→ How to complete this task:
Please restate the records that follow exactly, skipping their images.

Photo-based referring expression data
▼

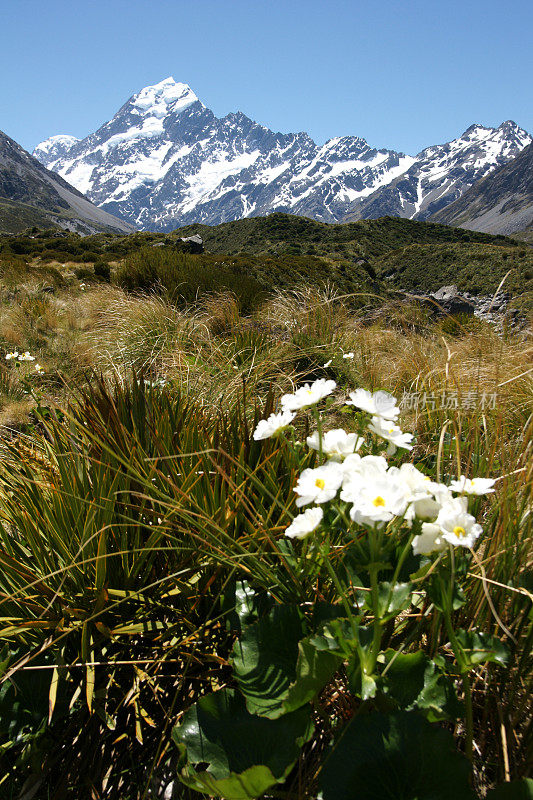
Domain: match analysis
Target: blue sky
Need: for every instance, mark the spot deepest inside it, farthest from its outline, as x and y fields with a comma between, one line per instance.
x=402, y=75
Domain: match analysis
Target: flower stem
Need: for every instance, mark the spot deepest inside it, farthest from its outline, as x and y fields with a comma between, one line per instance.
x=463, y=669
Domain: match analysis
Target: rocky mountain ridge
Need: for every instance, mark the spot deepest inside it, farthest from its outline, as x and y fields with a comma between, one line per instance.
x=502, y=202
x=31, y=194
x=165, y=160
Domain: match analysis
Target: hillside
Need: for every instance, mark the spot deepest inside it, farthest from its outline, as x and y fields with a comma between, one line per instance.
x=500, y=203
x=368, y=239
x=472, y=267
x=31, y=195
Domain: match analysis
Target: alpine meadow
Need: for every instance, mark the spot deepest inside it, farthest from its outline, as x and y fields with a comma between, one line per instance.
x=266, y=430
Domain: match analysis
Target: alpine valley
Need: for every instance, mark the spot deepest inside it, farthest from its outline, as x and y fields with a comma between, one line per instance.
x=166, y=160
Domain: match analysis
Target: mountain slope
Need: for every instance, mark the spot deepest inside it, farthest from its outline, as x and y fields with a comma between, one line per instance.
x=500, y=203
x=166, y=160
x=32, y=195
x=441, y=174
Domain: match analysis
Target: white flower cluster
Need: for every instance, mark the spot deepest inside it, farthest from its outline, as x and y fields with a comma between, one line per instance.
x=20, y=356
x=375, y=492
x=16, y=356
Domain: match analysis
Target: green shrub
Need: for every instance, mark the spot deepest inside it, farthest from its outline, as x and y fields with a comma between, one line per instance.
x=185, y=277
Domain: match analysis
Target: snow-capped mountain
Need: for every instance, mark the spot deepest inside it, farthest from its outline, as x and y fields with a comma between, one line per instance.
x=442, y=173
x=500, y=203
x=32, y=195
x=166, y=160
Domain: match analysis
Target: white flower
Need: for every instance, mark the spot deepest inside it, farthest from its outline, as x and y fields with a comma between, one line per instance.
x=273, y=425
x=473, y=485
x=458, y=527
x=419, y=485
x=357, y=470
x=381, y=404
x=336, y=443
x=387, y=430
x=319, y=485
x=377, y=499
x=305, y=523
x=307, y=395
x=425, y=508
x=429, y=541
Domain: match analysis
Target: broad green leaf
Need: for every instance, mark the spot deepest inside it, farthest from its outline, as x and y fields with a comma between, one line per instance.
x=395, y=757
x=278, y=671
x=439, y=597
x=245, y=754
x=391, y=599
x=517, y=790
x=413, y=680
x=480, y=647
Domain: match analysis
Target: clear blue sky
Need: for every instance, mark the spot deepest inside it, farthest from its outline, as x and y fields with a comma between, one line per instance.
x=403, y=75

▲

→ Response below:
Domain: match analysis
Target: blue sky
Need: for every instance, mark the spot deepest inside it, farthest from its outline, as x and y fields with a comma between, one line per instance.
x=402, y=75
Domain: match analysis
Target: flower stem
Need: for every instance, mark the spot deepest inside it, farthest from its outline, as x and y fields with a comma between, one line per instance.
x=463, y=669
Domain: match analysis
Target: rocky mountain ridge
Need: for every instance, mark the spot deepest inside it, farthest from its outline, as x and y fields with a comma between, one line per instance.
x=502, y=202
x=31, y=194
x=165, y=160
Domain: match analysis
Target: hillside
Need: for every instance, mark the spot deepest inside it, farthest from its outline, as x and y fields with a comma between, one line per instance.
x=500, y=203
x=368, y=239
x=472, y=267
x=31, y=195
Domain: match analysis
Target: alpine meadow
Need: for every instance, mark the spot deepest inside it, farthest from its outline, as x and y fields with a comma between, one line per instance.
x=266, y=430
Domain: match analysis
Target: alpine valley
Need: for every instance, mark the spot deepest inside it, farthest from its outline, as x and y fields with a comma between, one line per instance.
x=166, y=160
Domain: match analysis
Target: mountain slope
Need: for every instance, mark the spot deepest inside it, farthest from its outline, as x and y fields with a comma between, one line per instance.
x=500, y=203
x=166, y=160
x=32, y=195
x=441, y=174
Domain: match analysis
Target: white flower cluster
Need: for every instance, mark the spot deepest inside it, farthest from its outline, as x and y fields with a comma between, one line per instance.
x=20, y=356
x=375, y=492
x=16, y=356
Domain: match analysis
Target: green shrub
Need: for every instance, mark the spot deepest inside it, farthest from its outline, as x and y fields with a comma between, one line per instance.
x=185, y=277
Domain: match analysis
Target: snow-capped mountain
Need: for every instance, mark the spot deepest inside it, farthest from its outline, as x and y fields with a comma between, one line per instance.
x=442, y=173
x=500, y=203
x=32, y=195
x=166, y=160
Domain: match analysis
Target: white flower
Need: for every instance, mark the spot deepest inside it, farthest from its outline, as x and y fields with a comma between, one line per instance.
x=273, y=425
x=473, y=485
x=458, y=527
x=419, y=485
x=357, y=470
x=381, y=404
x=336, y=443
x=387, y=430
x=319, y=485
x=377, y=499
x=305, y=523
x=307, y=395
x=425, y=508
x=429, y=541
Domain: match analysis
Target: broad green leaf
Need: for every instance, mark the spot deepest inside it, farthest from its outline, as x and y fields with a comma between, one line per instance.
x=395, y=757
x=278, y=671
x=439, y=597
x=245, y=754
x=391, y=599
x=517, y=790
x=413, y=680
x=480, y=647
Domain: match analysis
Target: clear blue sky
Need: for every instance, mark the spot deepest inside it, farthest from its outline, as x and y fields with a comma between, one line per instance.
x=403, y=75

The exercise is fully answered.